YOUR GOAL: Set down, word for word, the lines from the one holding "draped cloth on" to the final line, both included, and skip the pictures.
━━━━━ EXERCISE MATERIALS ━━━━━
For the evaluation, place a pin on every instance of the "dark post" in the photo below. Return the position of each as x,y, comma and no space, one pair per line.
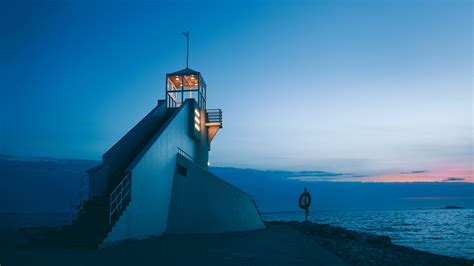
186,34
304,202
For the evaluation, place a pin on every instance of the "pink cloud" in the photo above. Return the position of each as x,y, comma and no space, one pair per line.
445,173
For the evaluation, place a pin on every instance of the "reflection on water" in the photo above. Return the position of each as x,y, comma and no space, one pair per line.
445,231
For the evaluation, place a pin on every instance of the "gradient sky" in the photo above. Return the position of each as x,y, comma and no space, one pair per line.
380,90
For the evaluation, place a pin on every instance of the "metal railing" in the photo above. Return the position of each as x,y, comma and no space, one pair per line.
214,116
119,195
185,155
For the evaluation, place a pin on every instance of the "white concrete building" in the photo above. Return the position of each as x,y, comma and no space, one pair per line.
155,180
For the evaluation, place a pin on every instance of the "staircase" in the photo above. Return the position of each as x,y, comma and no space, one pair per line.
94,221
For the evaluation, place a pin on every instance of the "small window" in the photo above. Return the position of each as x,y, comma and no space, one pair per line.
182,170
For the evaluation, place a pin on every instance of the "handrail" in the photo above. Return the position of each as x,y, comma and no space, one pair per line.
118,195
185,155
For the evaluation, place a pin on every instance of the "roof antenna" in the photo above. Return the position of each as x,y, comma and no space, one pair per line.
186,35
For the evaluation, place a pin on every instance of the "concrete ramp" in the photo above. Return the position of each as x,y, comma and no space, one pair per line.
203,203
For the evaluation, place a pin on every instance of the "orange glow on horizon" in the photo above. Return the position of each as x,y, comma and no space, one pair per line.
448,173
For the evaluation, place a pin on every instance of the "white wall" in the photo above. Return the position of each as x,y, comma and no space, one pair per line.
152,180
203,203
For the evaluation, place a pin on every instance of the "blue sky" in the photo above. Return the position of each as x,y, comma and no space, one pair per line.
368,87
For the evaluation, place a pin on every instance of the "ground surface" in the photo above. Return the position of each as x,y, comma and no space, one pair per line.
281,243
278,244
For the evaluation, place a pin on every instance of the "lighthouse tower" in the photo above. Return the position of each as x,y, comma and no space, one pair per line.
155,179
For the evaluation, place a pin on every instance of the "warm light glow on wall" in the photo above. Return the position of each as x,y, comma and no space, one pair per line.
197,120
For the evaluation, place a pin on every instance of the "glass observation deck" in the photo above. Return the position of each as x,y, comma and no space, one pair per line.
185,84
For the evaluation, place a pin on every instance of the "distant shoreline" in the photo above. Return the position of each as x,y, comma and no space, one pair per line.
356,247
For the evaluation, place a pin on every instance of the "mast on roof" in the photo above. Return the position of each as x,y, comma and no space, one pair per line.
186,35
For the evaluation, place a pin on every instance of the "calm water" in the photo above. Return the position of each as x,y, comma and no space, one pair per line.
445,231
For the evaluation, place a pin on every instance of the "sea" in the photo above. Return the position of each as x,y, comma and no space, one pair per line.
447,232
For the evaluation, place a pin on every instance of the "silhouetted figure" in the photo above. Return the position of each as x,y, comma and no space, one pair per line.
304,202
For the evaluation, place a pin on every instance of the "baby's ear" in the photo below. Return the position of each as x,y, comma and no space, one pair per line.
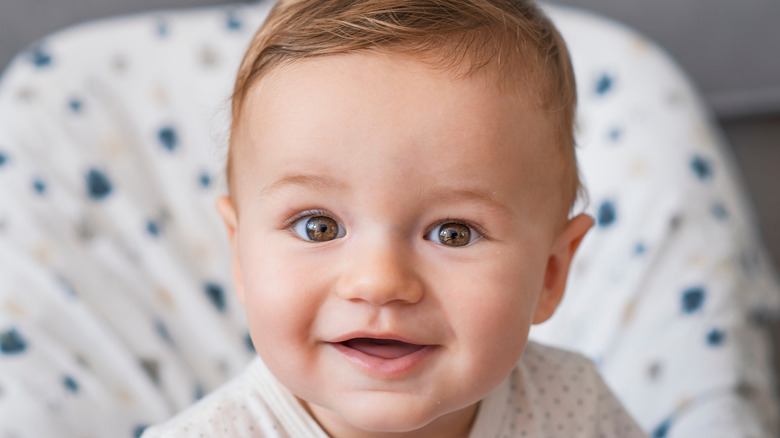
558,266
228,212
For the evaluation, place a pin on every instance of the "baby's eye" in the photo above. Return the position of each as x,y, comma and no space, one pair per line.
318,229
453,234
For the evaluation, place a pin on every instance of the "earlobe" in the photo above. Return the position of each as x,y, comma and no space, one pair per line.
558,264
228,212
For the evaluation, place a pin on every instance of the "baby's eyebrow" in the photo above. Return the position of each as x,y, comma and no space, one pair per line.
453,194
304,181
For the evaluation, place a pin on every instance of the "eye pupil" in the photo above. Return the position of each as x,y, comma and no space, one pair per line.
454,234
321,229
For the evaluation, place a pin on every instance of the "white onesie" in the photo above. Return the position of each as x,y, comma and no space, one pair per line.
550,393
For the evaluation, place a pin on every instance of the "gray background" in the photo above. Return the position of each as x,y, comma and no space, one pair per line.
730,48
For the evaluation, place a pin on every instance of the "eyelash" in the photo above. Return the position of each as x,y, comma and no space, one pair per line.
291,221
475,227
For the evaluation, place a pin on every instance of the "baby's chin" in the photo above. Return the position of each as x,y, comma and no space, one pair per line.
389,417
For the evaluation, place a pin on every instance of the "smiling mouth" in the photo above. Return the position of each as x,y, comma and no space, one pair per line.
382,348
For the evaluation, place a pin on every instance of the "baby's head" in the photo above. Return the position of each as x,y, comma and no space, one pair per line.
401,175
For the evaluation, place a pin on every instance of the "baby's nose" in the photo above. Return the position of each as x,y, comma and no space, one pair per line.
381,272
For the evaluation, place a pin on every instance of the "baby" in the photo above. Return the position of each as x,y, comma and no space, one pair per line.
401,174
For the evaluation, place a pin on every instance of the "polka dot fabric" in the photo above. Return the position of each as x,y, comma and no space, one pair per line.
116,306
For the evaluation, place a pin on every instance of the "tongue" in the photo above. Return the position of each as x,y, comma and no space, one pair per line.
384,348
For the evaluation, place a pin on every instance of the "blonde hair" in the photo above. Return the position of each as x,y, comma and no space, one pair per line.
513,37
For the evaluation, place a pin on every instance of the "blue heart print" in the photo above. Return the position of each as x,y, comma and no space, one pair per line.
692,299
168,138
701,167
604,84
11,342
606,214
98,185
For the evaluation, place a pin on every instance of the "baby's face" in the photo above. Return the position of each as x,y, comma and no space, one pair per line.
393,238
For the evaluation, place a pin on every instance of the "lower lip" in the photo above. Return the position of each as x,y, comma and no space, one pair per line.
382,367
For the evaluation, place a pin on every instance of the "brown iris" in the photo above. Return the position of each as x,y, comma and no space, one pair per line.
454,234
321,229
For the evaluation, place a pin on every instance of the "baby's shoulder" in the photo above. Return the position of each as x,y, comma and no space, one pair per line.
561,391
235,409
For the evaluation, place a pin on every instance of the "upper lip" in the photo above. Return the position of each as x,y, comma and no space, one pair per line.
382,336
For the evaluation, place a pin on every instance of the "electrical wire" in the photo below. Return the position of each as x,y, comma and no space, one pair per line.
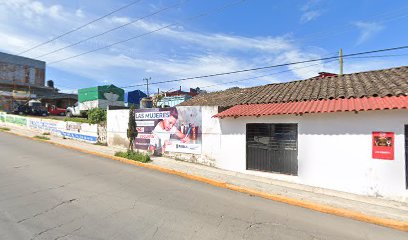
80,27
272,66
113,29
265,75
219,9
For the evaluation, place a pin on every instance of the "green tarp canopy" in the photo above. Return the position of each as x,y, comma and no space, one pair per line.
98,93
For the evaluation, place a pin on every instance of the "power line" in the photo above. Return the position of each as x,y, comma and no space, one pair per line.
79,28
156,30
265,75
272,66
113,29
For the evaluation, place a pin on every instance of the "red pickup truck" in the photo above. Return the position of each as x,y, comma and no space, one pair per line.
53,110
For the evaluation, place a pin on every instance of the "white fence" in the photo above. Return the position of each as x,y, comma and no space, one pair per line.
73,130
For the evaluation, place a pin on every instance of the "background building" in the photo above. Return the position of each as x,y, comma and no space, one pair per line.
23,78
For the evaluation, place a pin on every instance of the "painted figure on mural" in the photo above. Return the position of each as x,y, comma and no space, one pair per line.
163,131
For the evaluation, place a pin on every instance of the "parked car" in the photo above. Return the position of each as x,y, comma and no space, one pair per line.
32,107
53,110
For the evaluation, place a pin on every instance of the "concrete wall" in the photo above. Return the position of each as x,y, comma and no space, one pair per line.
73,130
334,151
21,69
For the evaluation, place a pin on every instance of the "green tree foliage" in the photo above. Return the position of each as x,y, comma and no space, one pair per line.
132,131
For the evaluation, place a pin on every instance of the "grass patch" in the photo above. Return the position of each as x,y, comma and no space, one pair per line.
132,155
42,137
77,119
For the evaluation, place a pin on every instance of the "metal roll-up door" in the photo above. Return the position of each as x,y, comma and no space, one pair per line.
272,148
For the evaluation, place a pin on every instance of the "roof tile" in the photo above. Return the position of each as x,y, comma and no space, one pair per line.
378,83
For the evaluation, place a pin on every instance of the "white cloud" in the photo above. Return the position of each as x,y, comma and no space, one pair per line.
309,16
367,30
33,9
79,13
311,10
165,55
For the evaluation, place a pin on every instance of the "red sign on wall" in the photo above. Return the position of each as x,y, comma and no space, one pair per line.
383,145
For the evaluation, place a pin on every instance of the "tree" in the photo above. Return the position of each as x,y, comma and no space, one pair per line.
132,128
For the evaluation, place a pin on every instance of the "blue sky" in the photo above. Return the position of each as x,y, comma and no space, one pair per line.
248,34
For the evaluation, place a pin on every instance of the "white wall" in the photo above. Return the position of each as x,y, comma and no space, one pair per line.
73,130
334,150
117,125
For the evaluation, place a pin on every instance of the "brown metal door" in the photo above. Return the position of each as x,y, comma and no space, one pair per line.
272,148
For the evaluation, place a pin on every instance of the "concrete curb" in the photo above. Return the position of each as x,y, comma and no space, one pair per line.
399,225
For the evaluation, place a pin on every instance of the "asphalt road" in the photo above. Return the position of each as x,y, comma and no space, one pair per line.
47,192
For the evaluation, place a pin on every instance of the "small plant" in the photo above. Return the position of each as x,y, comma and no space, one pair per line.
41,137
132,155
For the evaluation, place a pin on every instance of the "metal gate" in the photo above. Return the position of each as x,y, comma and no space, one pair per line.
272,147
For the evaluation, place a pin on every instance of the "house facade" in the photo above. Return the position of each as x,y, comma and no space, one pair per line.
23,78
346,133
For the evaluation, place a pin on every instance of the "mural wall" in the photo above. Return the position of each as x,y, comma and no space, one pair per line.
176,129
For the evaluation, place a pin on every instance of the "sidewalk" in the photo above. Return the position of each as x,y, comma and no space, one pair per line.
370,206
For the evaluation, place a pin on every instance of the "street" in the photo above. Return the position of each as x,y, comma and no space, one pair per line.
47,192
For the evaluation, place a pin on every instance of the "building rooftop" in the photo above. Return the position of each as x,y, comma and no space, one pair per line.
378,83
18,60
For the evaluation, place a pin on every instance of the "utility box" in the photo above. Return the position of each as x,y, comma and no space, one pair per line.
100,97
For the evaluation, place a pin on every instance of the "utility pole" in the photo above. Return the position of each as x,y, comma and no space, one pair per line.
147,85
341,61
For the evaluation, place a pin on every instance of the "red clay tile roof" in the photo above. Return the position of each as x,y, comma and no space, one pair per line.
317,106
379,83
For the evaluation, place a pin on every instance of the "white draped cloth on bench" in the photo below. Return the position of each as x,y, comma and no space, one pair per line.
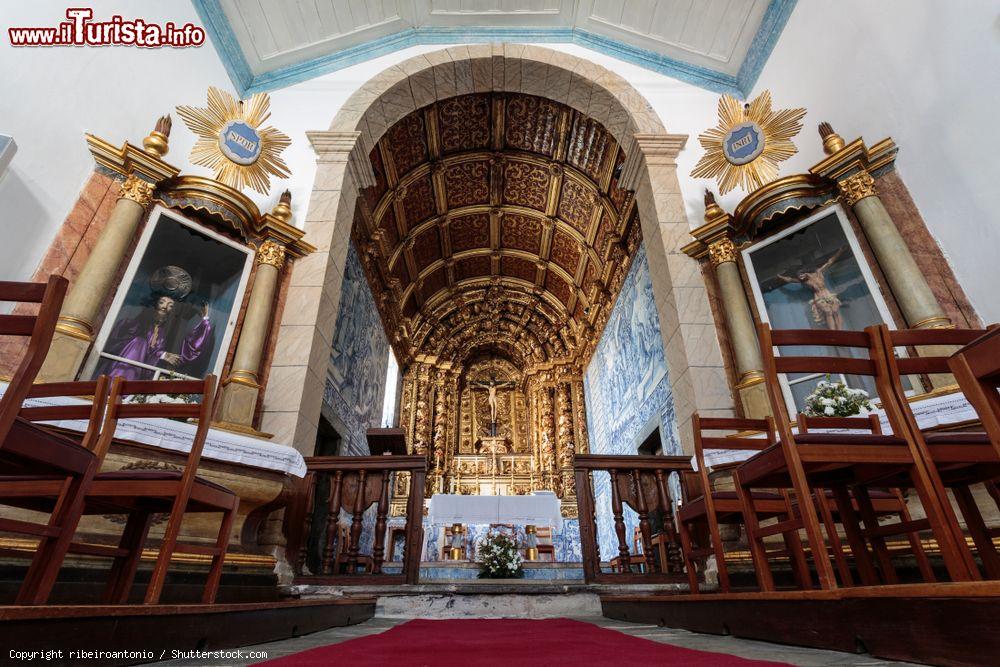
177,436
929,412
538,509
━━━━━
EXERCISE ANSWER:
For the evaluation, place a pin on every instance of the "white draped cloth on bench" in the photo below. Return the position of each as x,y, comma and no space, one pair per line.
177,436
929,412
538,509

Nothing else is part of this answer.